● **Excerpt provided**:

There is some truth to the first point. Yes, if your text is in Japanese, UTF-8 probably uses more memory than Shift-JIS. But I don’t think that is a major issue. First, while UTF-8 is worse than other encodings for some languages, it does pretty well on average. Second, strings aren’t a big part of a game’s memory usage anyway (if they are, you are most likely doing something wrong). And third, if you care that much about string memory usage you should probably compress your string data.

Compression will pretty much nullify any differences in memory usage caused by using different encodings, since the entropy of the underlying data is the same regardless of how it is encoded. (At least in theory, it would be interesting to see someone test it in practice.)

The second point is true but also moot, since accessing glyphs at random indices in a string is a much rarer operation than you might think. For most string operations: concatenation, parsing, etc you never have to access individual glyphs. You can just use the same implementation as you would use for an ASCII-string and it will work without modification.

In the few cases where you do need to convert to glyphs (for example for rendering) you typically do that sequentially, from the start to the end. This is still a fast operation, it is only random access of glyphs that is significantly slower with UTF-8 than with UTF-32. Another interesting thing to note is that since all continuation bytes in UTF-8 follow the pattern 10xxxxxx you can quickly find the start and end of the next or previous glyph given a char * to anywhere within a UTF-8 string.

In fact I can't think of any string operation that requires fast random access to glyphs other than completely contrived examples (given 10000 long strings, find the 1000th glyph in each). I urge my readers to try to come up with something.

2. You do not need a string class


String classes are highly overrated.

Generally speaking, code that deals with strings can be divided into two categories: code that looks at static strings (parsers, data compilers, script callbacks, etc) and code that builds dynamic strings (template formatters, debug logging, etc). In a typical game project there is a lot more of the first than the latter. Ironically, string classes don’t do a very good job with either!

For code that deals with static strings you should always use const char * rather than const string &. The former is more flexible. It allows the caller to store her strings however she likes rather than adhering to some memory model imposed by the string class. It also means that if you call the function with a static string it doesn’t get pointlessly converted to a string object.

But string classes aren’t very good for dynamic strings either, as anyone who has written something like this can attest to:

string a;
for (i = 0; i<10000; ++i)
a += "xxx";

Depending on how your string class is implemented this can be horribly inefficient, reallocating and copying the string memory for every iteration of the loop. There are various ways of addressing this: reserving memory for the string up front or using some kind of "rope" or "stringstream" class.

The simpler approach is to just use:

vector<char> a;
for (i=0; i<10000; ++i)
string::append(a, "xxx");

We represent the string as a vector of chars and provide a library of functions for performing "common string operations" on that representation.

The advantage of this over using a regular string class is that it provides a clear distinction between strings that can grow (vector<char>) and strings that can't (char *) and emphasizes what the cost of growing is (amortized linear time). Do you know the cost of growing in your string class?

3. You should almost never use strings in your runtime


The variable length nature of strings make them slow, memory consuming and unwieldy (memory for them must be allocated and freed). If you use fixed length strings you will either use even more memory or annoy the content creators because they can't make their resource names as descriptive as they would like too.

(Photo object pointing records)

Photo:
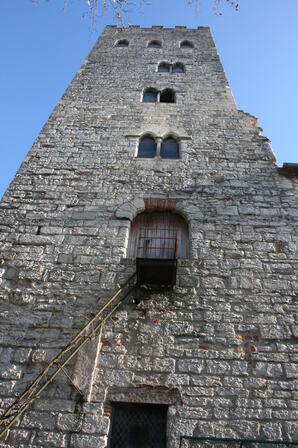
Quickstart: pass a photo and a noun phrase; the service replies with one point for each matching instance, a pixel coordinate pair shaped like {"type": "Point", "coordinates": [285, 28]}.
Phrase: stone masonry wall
{"type": "Point", "coordinates": [220, 348]}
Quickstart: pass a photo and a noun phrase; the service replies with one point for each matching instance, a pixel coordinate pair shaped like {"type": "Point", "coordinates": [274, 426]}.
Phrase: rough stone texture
{"type": "Point", "coordinates": [220, 348]}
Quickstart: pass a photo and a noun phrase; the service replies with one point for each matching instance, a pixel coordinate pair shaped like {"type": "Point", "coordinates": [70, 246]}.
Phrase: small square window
{"type": "Point", "coordinates": [138, 426]}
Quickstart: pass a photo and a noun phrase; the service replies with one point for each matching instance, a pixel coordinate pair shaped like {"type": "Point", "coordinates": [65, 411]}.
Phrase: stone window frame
{"type": "Point", "coordinates": [159, 93]}
{"type": "Point", "coordinates": [186, 44]}
{"type": "Point", "coordinates": [154, 41]}
{"type": "Point", "coordinates": [158, 140]}
{"type": "Point", "coordinates": [127, 211]}
{"type": "Point", "coordinates": [155, 395]}
{"type": "Point", "coordinates": [171, 65]}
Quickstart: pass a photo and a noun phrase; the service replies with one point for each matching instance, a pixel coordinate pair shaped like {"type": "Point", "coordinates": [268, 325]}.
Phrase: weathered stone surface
{"type": "Point", "coordinates": [218, 349]}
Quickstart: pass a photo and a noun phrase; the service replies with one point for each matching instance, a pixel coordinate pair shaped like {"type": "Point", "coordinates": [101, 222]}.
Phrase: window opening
{"type": "Point", "coordinates": [150, 96]}
{"type": "Point", "coordinates": [178, 68]}
{"type": "Point", "coordinates": [169, 149]}
{"type": "Point", "coordinates": [154, 44]}
{"type": "Point", "coordinates": [159, 235]}
{"type": "Point", "coordinates": [164, 68]}
{"type": "Point", "coordinates": [122, 43]}
{"type": "Point", "coordinates": [147, 147]}
{"type": "Point", "coordinates": [167, 96]}
{"type": "Point", "coordinates": [186, 44]}
{"type": "Point", "coordinates": [138, 426]}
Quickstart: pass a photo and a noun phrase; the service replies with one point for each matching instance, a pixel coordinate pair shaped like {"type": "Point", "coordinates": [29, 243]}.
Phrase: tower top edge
{"type": "Point", "coordinates": [158, 27]}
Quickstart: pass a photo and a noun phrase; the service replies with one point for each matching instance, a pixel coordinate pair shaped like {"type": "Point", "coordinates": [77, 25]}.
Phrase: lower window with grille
{"type": "Point", "coordinates": [138, 426]}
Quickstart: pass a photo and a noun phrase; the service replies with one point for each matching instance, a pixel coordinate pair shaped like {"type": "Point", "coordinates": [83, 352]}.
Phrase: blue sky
{"type": "Point", "coordinates": [42, 48]}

● **Exercise set**:
1/ Summarize the excerpt on string handling in exactly three sentences.
2/ Write the next part of the excerpt on string handling, picking up after its final sentence.

● **Expected responses**:
1/ UTF-8's greater memory use for some languages and its slower random access to glyphs are presented as minor concerns, because strings are not a big part of a game's memory, compression nullifies encoding differences, and most string operations never need random glyph access. String classes are called overrated: const char * is recommended for code that looks at static strings, and a vector<char> with a library of string functions for code that builds dynamic ones. Strings are also said to belong almost nowhere in the runtime, since their variable length makes them slow, memory consuming and unwieldy, while fixed-length strings either use more memory or limit how descriptive resource names can be.

2/
For these reasons I think that strings in the runtime should be reserved for two purposes:

  • User interface text
  • Debugging


In particular, you shouldn't use strings for object/resource/parameter names in the runtime. Instead use string hashes. This lets you use user friendly names (strings) in your tools and fast ints in your runtime. It is also a lot easier to use than enums. Enums require global cooperation to avoid collisions. String hashes just require that you hash into a large enough key space.

We hash names during our data compile stage into either 32-bit or 64-bit ints depending on the risk of collision. If it is a global object name (such as the name of a texture) we use 64-bit ints. If it is a local name (such as the name of a bone in a character) we use 32-bit ints. Hash collision is considered a compile error. (It hasn't happened yet.)

Since user interface text should always be localized, all user interface strings are managed by the localizer. The localized text is fetched from the localizer with a string lookup key, such as "menu_file_open" (hashed to a 64-bit int of course).

This only leaves debugging. We use formatted strings for informative assert messages when something goes wrong. Our profiler and monitoring tools use interned strings to identify data. Our game programmers use debug-prints to root out problems. Of course, non of this affects the end user, since the debugging strings are only used in debug builds.

Hashes can be problematic when debugging. If there is an error in the resource 0x3e728af10245bc71 it is not immediately obvious that it is the object vegetation/trees/larch_3.mesh that is at fault.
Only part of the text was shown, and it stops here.